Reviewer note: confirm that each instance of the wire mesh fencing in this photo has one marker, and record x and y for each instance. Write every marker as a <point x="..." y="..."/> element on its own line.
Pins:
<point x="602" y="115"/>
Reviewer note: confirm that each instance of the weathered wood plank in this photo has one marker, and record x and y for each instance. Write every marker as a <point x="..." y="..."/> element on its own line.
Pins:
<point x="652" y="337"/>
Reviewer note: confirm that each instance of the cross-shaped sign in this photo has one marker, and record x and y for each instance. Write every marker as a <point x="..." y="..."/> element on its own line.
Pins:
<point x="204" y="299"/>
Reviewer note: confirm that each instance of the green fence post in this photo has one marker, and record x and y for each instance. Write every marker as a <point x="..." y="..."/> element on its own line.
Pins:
########################################
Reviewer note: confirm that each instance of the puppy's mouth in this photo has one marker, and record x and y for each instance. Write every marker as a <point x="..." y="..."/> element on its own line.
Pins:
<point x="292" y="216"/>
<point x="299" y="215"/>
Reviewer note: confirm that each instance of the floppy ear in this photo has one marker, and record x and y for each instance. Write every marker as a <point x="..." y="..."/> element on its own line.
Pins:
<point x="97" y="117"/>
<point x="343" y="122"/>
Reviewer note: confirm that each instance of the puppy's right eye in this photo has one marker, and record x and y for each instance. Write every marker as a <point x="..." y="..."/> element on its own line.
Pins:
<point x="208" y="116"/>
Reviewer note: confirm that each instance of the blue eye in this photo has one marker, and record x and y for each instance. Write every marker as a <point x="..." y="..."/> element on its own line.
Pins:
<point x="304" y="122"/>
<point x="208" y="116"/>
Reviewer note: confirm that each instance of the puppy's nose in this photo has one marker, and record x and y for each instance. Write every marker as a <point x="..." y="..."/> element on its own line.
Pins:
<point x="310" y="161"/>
########################################
**PROBLEM DETAILS**
Search the material for the word "puppy". Each line where it is found must be copied.

**OUTPUT OF THE EXERCISE**
Reviewer note: confirm that each instance of the puppy's mouth in this photo has one marker, and record x and y for each instance. Write every marker as a <point x="..." y="..."/> element on its own line.
Reviewer note: confirm that each instance of the puppy's right eye in this photo has one marker, and record x and y for each instance. Write every marker as a <point x="..." y="..."/> element on its own line.
Reviewer note: confirm that each instance of the puppy's nose in this photo has one marker, and record x and y for each instance. Write every marker as a <point x="..." y="..."/> element on its own line.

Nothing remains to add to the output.